Brano da leggere:
________

Mio fratello Giuseppe e il suo amico Alberto quella sera avevano bevuto un po' ma non erano ubriachi come è stato detto. Il tasso alcolemico di mio fratello, come risulterà poi dalle analisi, era di 1,6. In pratica avevano transennato via Dandolo e così alcuni cittadini hanno chiamato i carabinieri. Quando è arrivata la gazzella, uno degli agenti che conosceva mio fratello ha subito detto "Uva proprio te cercavo questa notte. Non te la faccio passare liscia". Secondo quanto riferisce anche Alberto, subito si sono scagliati con violenza su mio fratello. Giuseppe è stato trattenuto in caserma contro la sua volontà dalle 2.30 di notte fino alle 5.30 del mattino - oltre che ammanettato per ben tre volte, a differenza di quanto ha detto il pm Abate.
Perché l'agente lo conosceva?

________

Estratto del dataset:
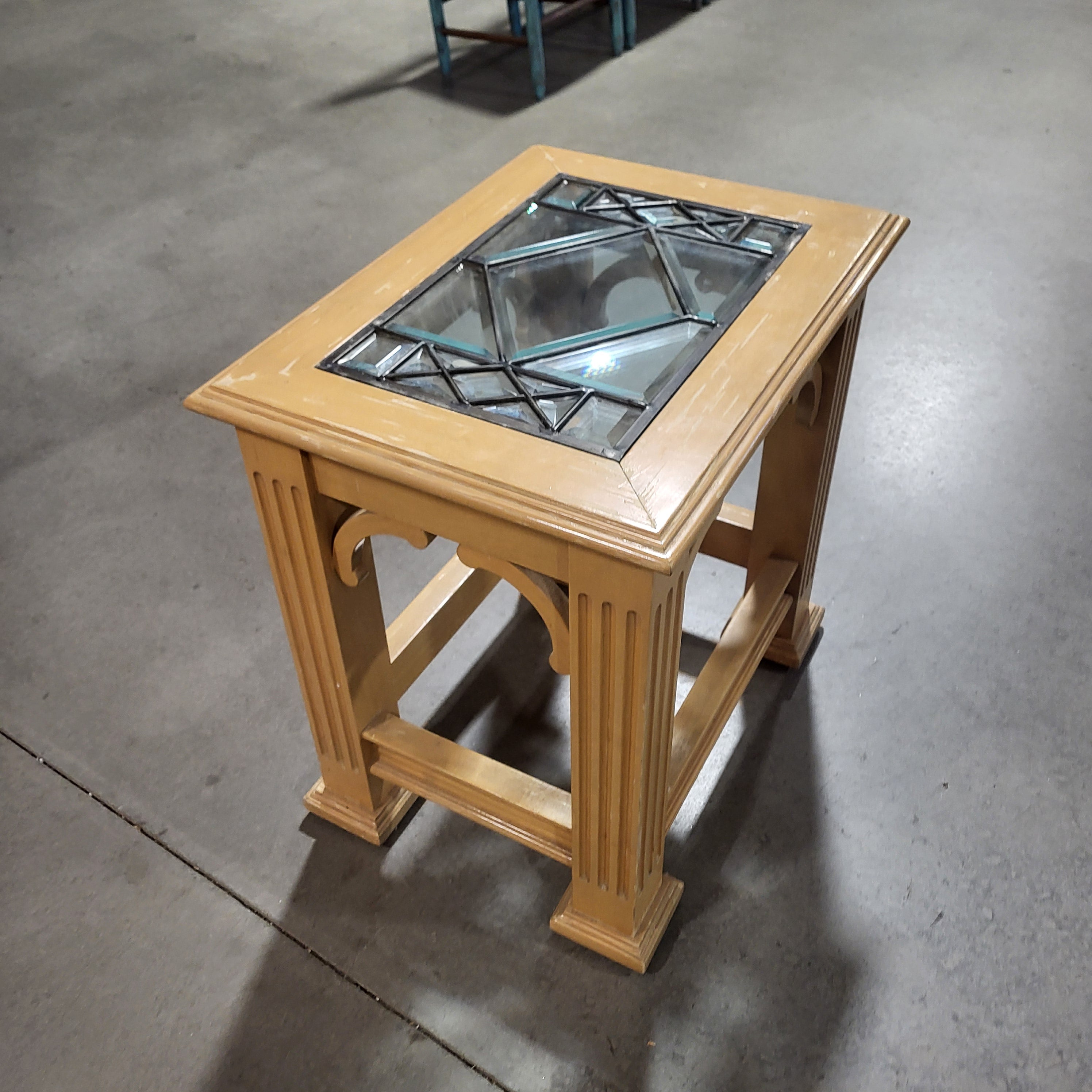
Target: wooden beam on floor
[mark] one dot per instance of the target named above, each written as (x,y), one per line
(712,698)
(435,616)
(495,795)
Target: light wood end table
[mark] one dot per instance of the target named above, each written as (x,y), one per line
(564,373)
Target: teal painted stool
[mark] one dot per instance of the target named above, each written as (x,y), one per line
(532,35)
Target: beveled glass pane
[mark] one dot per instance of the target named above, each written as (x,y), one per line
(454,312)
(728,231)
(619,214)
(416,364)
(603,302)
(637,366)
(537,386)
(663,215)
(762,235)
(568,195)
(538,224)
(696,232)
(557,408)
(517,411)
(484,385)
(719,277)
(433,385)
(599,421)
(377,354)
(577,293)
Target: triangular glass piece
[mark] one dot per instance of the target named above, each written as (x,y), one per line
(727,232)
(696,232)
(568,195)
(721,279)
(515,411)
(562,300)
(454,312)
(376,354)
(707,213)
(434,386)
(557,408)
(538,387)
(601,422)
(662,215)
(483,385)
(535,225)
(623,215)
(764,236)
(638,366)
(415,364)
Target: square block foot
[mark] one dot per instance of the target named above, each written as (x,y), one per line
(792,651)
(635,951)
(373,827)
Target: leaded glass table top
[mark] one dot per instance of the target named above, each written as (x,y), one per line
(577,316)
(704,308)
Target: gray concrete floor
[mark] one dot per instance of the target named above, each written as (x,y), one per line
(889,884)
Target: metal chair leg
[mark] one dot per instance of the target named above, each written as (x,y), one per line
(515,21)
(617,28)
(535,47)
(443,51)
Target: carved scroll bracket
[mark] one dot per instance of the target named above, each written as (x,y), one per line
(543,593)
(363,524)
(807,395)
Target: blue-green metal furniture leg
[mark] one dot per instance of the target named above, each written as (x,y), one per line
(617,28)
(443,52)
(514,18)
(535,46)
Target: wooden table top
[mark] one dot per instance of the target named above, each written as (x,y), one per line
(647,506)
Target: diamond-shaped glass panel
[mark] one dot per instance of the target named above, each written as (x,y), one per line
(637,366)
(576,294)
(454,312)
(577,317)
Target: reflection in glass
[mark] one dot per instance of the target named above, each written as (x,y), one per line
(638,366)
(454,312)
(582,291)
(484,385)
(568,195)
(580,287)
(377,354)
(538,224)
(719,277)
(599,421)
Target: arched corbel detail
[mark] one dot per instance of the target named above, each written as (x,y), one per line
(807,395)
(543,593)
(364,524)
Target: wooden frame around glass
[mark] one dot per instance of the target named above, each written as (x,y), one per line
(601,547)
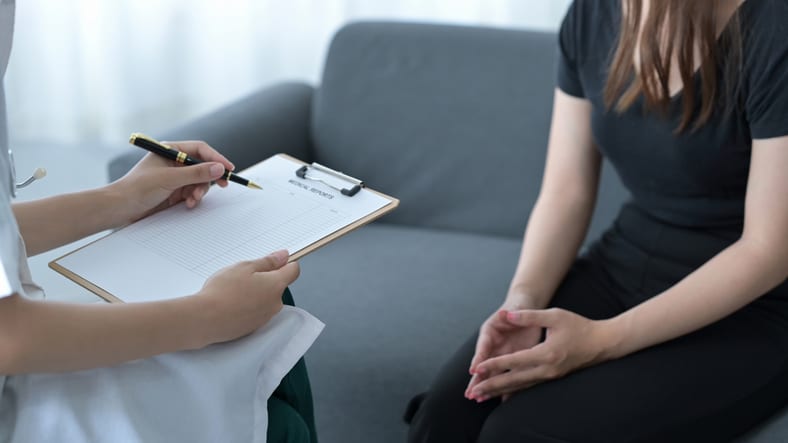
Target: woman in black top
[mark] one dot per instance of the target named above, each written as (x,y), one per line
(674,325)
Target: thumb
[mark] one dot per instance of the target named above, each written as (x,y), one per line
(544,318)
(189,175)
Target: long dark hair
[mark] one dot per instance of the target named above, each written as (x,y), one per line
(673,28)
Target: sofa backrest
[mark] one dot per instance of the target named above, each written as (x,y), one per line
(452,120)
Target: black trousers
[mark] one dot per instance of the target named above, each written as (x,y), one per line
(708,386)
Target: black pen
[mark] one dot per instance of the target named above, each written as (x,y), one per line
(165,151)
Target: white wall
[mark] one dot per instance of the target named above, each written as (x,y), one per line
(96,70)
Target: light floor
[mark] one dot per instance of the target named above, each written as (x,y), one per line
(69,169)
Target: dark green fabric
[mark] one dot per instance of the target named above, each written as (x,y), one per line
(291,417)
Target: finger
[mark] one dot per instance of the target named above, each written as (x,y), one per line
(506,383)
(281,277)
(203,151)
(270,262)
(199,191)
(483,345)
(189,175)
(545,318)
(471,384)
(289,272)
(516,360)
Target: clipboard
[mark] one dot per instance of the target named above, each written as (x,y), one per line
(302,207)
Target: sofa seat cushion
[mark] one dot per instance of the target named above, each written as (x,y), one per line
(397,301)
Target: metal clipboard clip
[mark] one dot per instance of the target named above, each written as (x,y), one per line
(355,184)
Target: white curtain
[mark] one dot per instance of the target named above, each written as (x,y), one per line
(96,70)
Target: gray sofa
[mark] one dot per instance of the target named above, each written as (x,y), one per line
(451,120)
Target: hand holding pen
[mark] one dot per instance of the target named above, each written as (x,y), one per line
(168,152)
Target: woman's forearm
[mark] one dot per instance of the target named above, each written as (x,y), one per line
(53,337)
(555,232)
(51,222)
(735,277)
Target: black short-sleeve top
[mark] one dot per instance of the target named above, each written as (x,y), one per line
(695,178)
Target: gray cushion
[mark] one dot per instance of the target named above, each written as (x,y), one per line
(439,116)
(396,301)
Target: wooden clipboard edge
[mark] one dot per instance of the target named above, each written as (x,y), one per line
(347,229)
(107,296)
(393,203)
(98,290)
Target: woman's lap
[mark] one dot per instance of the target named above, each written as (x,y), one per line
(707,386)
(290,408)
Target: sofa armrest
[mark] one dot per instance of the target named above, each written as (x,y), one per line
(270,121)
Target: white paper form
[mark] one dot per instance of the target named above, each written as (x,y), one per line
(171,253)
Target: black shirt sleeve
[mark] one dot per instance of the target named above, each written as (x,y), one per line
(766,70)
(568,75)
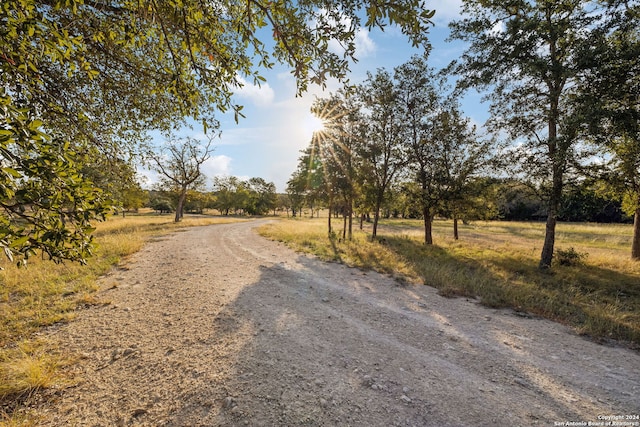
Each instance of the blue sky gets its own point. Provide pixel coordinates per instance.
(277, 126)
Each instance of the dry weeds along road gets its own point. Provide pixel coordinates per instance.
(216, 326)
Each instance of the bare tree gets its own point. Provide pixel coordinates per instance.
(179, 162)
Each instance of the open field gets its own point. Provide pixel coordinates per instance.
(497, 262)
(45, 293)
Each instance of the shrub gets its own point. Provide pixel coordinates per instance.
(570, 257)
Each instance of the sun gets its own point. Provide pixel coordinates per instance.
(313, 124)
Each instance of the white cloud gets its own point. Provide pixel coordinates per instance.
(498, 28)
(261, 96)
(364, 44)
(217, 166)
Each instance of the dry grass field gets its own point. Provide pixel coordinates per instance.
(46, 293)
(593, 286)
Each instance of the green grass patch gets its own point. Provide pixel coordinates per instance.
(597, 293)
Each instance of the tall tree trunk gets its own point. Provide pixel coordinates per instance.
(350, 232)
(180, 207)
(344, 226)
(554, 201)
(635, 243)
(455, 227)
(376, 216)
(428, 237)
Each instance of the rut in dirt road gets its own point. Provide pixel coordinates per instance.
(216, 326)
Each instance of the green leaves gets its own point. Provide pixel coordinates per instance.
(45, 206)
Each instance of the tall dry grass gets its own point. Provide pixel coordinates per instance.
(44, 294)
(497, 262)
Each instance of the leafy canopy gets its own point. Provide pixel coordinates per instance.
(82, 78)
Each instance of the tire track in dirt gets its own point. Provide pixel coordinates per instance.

________

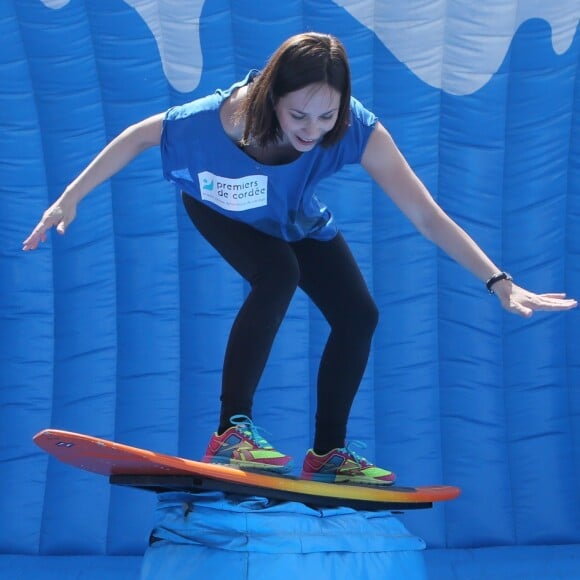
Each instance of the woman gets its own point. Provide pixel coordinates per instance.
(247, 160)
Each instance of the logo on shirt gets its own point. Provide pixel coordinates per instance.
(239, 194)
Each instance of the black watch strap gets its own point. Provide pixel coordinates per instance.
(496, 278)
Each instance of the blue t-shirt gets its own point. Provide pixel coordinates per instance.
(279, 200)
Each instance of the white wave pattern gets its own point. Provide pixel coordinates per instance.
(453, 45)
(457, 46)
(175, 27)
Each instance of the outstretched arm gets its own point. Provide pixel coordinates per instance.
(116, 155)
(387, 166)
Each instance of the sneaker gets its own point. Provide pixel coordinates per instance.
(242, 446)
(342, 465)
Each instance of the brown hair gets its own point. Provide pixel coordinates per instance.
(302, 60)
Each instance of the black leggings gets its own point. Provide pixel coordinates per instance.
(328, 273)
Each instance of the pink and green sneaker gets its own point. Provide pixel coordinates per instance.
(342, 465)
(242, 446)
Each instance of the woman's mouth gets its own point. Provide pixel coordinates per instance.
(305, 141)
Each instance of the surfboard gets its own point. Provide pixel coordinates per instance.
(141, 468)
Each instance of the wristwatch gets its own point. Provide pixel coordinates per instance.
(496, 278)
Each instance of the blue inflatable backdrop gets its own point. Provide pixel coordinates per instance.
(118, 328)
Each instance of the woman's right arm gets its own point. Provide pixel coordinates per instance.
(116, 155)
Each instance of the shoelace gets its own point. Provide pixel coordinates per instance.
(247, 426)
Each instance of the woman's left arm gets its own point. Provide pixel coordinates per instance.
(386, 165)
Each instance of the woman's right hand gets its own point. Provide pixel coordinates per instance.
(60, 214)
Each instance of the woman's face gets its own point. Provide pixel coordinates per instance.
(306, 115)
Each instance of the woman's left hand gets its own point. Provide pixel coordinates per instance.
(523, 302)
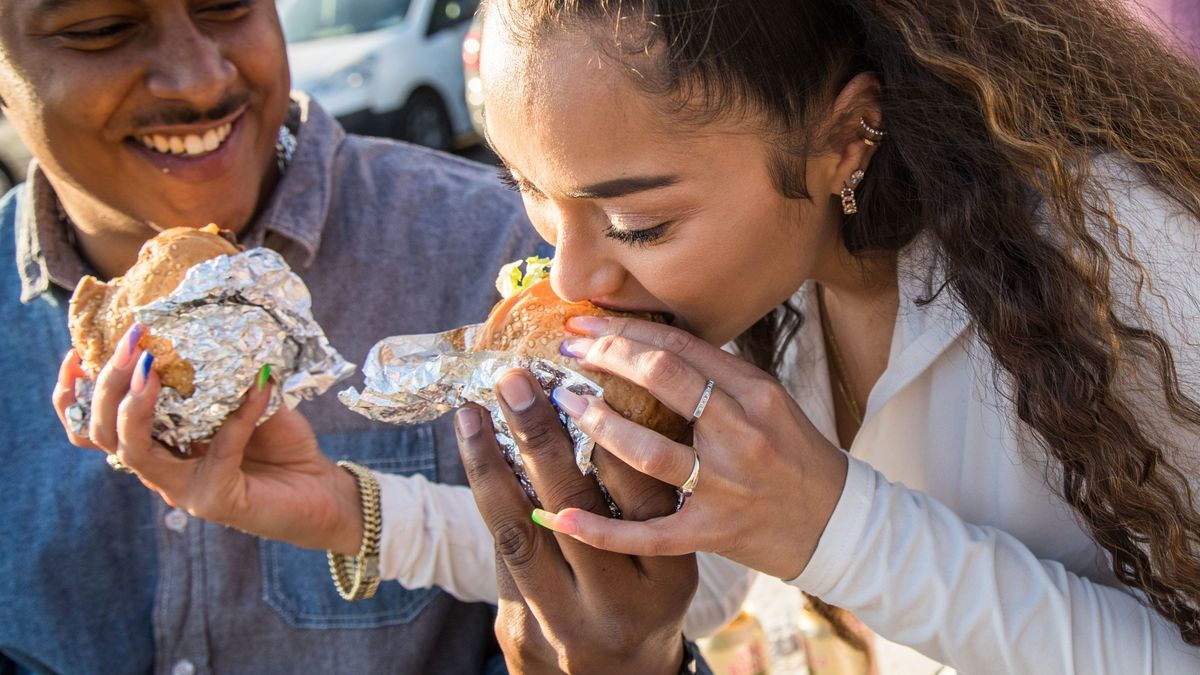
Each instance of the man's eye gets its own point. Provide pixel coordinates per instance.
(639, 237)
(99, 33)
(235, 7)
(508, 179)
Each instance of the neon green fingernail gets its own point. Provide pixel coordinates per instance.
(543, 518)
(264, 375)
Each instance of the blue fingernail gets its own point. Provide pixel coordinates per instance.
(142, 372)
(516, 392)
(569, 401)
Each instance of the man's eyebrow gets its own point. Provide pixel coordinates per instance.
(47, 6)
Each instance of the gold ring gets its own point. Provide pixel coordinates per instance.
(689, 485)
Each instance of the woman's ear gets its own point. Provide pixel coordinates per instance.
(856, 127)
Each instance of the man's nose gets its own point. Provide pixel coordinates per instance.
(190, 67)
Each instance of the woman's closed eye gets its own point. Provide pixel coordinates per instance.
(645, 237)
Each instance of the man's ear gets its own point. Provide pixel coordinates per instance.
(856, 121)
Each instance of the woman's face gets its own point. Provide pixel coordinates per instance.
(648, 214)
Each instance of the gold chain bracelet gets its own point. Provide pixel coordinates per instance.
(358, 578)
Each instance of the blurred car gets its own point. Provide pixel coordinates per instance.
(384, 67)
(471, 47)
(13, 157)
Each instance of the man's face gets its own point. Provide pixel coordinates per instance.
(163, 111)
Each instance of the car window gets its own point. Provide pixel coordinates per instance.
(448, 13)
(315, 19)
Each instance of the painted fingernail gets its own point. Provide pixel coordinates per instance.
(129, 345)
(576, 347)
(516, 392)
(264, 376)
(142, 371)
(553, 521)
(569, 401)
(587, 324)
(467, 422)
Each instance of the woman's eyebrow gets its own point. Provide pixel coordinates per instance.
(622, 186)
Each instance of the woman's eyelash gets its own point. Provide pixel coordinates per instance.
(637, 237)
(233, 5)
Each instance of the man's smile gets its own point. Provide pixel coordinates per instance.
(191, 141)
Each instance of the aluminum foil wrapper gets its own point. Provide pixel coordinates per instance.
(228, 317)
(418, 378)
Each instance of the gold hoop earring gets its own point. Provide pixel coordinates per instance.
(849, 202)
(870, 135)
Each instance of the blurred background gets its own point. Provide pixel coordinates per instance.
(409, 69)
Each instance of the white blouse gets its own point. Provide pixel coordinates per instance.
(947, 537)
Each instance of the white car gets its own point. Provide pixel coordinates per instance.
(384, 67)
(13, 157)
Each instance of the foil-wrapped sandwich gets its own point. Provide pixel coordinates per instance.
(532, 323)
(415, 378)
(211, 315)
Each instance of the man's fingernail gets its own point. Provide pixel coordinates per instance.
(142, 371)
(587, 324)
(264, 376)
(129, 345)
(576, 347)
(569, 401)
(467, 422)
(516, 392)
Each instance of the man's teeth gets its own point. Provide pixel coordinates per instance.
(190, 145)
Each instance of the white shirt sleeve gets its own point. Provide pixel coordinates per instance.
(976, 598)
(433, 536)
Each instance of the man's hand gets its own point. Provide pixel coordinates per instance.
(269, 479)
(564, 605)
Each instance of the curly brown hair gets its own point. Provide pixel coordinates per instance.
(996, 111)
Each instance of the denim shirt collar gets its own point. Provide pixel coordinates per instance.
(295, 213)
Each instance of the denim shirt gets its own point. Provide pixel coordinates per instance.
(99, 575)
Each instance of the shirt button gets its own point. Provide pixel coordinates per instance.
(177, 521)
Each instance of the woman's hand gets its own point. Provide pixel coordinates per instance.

________

Cosa si chiede: Nel brano da leggere, quale tasso alcolemico di Giuseppe risulta dalle analisi?

Risposta: Il tasso alcolemico di Giuseppe era di 1,6.